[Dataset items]
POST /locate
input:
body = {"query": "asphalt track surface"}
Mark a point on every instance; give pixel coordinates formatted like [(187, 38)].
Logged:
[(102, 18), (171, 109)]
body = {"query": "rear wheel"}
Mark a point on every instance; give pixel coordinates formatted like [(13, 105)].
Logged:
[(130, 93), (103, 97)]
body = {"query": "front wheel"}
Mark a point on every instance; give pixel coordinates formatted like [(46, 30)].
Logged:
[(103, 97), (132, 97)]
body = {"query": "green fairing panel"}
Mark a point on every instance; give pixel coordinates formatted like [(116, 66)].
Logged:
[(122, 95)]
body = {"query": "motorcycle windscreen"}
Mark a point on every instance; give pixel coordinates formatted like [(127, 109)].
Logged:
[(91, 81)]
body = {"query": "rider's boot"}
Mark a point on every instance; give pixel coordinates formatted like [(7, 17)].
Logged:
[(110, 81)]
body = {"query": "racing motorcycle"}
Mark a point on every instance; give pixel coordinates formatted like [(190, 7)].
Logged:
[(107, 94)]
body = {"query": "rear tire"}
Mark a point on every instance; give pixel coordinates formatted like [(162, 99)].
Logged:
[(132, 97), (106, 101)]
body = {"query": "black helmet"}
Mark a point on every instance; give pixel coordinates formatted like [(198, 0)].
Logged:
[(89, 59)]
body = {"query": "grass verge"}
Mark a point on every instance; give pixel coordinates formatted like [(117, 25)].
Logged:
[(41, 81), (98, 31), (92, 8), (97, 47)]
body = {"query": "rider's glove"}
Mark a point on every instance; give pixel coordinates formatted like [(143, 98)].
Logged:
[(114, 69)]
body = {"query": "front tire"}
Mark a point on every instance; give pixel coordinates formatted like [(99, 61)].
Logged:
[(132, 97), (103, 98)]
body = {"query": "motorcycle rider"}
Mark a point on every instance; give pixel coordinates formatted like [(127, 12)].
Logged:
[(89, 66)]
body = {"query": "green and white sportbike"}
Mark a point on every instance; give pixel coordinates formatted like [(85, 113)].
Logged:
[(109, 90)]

* _Required work_
Write out every one of these lines again word for word, with nothing changed.

* _Completed exercise_
POST /locate
input:
body = {"query": "asphalt track surface"}
Mark a point on every instance; give pixel coordinates formatted like [(187, 38)].
Logged:
[(102, 18), (171, 109)]
body = {"query": "rear wheel"}
Mark a point on every instance; give pixel coordinates formatted like [(13, 105)].
Logged:
[(130, 93), (103, 97)]
body = {"query": "front wheel"}
Mark a point on every instance; give pixel coordinates formatted like [(46, 30)].
Logged:
[(103, 97), (132, 97)]
body = {"query": "green fairing panel"}
Mark a point on every instance; give pixel coordinates formatted like [(116, 66)].
Logged:
[(122, 95)]
body = {"query": "motorcycle windscreen"}
Mark a point on every instance; give pixel coordinates formatted like [(127, 109)].
Logged:
[(91, 81)]
body = {"query": "rider's boot"}
Mark a point on every instance; give pixel coordinates formatted like [(7, 17)].
Logged:
[(110, 81)]
body = {"query": "racing motorcycle"}
Mark a point on every instance; give pixel coordinates formatted like [(190, 7)].
Logged:
[(107, 94)]
body = {"query": "rear tire"}
Mark a point on every instance; give pixel coordinates formatted like [(162, 99)].
Logged:
[(132, 97), (106, 101)]
body = {"query": "black helmet"}
Mark a point on every instance; give pixel coordinates formatted like [(198, 0)].
Logged:
[(89, 59)]
body = {"query": "grass verge"}
Mark a point on every instance; give pixel coordinates formatted like [(117, 25)].
Logged:
[(41, 81), (98, 31), (92, 8), (97, 47)]
body = {"query": "rider's glove"}
Mark a point on every instance; give pixel coordinates formatted like [(143, 98)].
Logged:
[(114, 69)]
body = {"query": "front tire"}
Mark a point on every instance; give pixel coordinates formatted like [(99, 61)].
Logged:
[(132, 97), (103, 98)]
body = {"query": "motorcycle rider"}
Mark a point on every instance; give pixel coordinates formatted like [(127, 12)].
Logged:
[(89, 66)]
body = {"query": "green and white sportbike"}
Mark a point on every instance; give pixel coordinates formatted like [(85, 113)].
Logged:
[(109, 90)]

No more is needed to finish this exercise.